** Given information follows **

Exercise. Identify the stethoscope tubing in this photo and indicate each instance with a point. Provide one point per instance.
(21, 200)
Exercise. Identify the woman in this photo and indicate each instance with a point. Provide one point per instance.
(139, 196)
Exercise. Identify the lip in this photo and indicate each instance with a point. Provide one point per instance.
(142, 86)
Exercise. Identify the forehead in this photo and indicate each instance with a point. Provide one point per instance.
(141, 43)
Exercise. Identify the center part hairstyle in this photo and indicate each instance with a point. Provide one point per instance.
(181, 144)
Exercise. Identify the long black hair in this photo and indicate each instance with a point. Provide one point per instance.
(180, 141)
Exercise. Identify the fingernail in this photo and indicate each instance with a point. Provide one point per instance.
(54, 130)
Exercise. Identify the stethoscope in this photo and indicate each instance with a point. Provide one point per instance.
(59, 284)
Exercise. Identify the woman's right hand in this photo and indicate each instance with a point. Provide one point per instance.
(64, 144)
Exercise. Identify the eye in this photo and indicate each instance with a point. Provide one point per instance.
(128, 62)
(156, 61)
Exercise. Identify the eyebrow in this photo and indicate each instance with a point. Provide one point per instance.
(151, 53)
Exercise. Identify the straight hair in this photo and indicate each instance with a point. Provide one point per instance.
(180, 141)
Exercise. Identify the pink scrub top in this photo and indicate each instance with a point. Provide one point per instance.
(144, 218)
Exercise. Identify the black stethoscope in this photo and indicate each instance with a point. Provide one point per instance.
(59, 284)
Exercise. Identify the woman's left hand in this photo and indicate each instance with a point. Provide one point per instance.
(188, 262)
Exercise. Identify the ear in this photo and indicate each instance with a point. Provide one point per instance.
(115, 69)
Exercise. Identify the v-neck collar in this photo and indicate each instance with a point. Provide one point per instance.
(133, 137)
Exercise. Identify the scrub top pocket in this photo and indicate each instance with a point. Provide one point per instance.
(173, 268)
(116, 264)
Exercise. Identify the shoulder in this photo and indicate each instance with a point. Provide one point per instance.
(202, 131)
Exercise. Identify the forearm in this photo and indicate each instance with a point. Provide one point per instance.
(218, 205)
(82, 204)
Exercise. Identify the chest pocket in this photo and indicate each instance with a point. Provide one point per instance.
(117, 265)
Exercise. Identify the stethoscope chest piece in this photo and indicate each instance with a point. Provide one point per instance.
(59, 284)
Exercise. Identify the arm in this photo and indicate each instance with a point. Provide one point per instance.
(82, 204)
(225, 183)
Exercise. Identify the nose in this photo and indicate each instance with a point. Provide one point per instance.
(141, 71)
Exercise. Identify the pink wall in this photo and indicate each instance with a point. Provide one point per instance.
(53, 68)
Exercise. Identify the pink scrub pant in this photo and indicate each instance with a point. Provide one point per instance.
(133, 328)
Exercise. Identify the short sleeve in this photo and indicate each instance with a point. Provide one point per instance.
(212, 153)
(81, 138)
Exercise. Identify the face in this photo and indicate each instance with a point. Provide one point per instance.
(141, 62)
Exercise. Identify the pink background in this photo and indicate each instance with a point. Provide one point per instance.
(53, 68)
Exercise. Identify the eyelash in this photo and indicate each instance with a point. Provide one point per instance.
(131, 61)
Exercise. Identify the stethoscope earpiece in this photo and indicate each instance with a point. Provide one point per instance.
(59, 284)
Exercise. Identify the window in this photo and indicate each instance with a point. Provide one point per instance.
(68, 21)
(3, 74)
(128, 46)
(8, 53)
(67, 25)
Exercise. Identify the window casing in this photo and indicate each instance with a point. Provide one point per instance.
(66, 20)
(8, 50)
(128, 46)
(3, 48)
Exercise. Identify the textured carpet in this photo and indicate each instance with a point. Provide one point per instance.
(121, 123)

** End of Given information **

- [Exercise directions]
The answer should be the complete set of records, printed exactly.

- [Response for this exercise]
Exercise. Identify the stethoscope tubing in this photo and indicate each instance with a point. Provide one point per instance.
(21, 200)
Exercise. Identify the woman in this photo and indicate each instance with a point. Provide one point per instance.
(139, 196)
Exercise. Identify the lip in this photo and indicate each instance with a point. Provide one point per instance.
(142, 86)
Exercise. Identify the forehead in this photo and indicate each instance with a point. Provide one point per instance.
(141, 43)
Exercise. Identify the center part hairstyle in this photo and indicate each instance with a point. Provide one point per instance.
(181, 144)
Exercise. Identify the long black hair in this photo and indicate each instance with a point. Provide one point per instance.
(180, 141)
Exercise. Identify the fingernail in this photo and indicate each instance with a point. Provide one point per instance.
(54, 130)
Exercise. Identify the stethoscope in this photo and indicate each instance with a point. Provide one point per instance.
(59, 284)
Exercise. Identify the woman's right hand in this photo and indicate each instance with a point. Provide one point per instance.
(64, 144)
Exercise. Identify the eye in this photo and indicate each instance with a point. Provide one point per instance.
(128, 62)
(156, 61)
Exercise. Identify the eyebrow in this photo and indicate each instance with a point. Provide one point per instance.
(151, 53)
Exercise. Identify the straight hair in this photo and indicate each instance with a point. Provide one point per instance.
(180, 141)
Exercise. Identify the pink scrub top in this photo and indicate each instance with a point. Provide one point per instance.
(144, 218)
Exercise. Identify the black stethoscope in this photo and indicate each instance with a point. Provide one point per instance.
(59, 284)
Exercise. Identify the woman's left hand in this photo and indicate each instance with a point. Provide one point per instance.
(188, 262)
Exercise. Identify the ear in this photo and indicate each instance with a point. Provide one point per instance.
(115, 69)
Exercise. Identify the v-neck collar in this photo and indicate each instance with a point. Provide one point per instance.
(133, 137)
Exercise. Identify the scrub top pocket in this photo and indicate each instance with a point. Provide one point per instance.
(173, 268)
(116, 264)
Exercise. Identify the shoulder in this photo and indicate each instance with a point. Provide one point per instance.
(202, 131)
Exercise. Identify the forearm in this photo and indicate each instance with a point. Provide one point per instance.
(218, 205)
(82, 204)
Exercise. Identify the chest pocket in this photo and indicate each instance with a point. Provide one point per instance.
(117, 265)
Exercise. Identify the stethoscope chest piece in this photo and indicate each instance with a point. Provide one point per instance.
(59, 284)
Exercise. Identify the arm in this photo and indicate each instance with a point. Provide one point per instance.
(82, 204)
(225, 183)
Exercise. Identify the nose in this photo and indicate each instance with a point. Provide one point per instance.
(141, 71)
Exercise. Identify the pink wall in this photo and indicate each instance with a point. Provide one point per instance.
(53, 68)
Exercise. Identify the pink scrub pant in this photo and indicate each instance with a point. Provide one point per instance.
(133, 328)
Exercise. Identify the short sleeve in this photo and indicate each instance with a point. Provide one point per instance.
(212, 153)
(81, 138)
Exercise. Identify the face in this photo and indicate each instance with a point. Provide one point per instance.
(141, 62)
Exercise. Identify the pink background in this photo and indicate each instance with a point. Provide one point per instance.
(53, 68)
Exercise. Identify the eyelash in this photo and indicate each instance with a point. Provide one point per instance.
(131, 61)
Exercise. Identify the stethoscope earpiece in this photo and indicate each instance with a point. Provide one point per instance.
(59, 284)
Exercise. Identify the window in this photo and indicate each instance with a point. Provide one point per instance.
(68, 21)
(3, 74)
(128, 46)
(8, 53)
(67, 25)
Exercise. Identify the window casing in this photo and indicate each instance with a point. Provide one point per instance.
(66, 20)
(8, 50)
(128, 46)
(3, 48)
Exercise. Identify the textured carpet in this photo and indicate each instance with a point. Provide one point per instance.
(121, 123)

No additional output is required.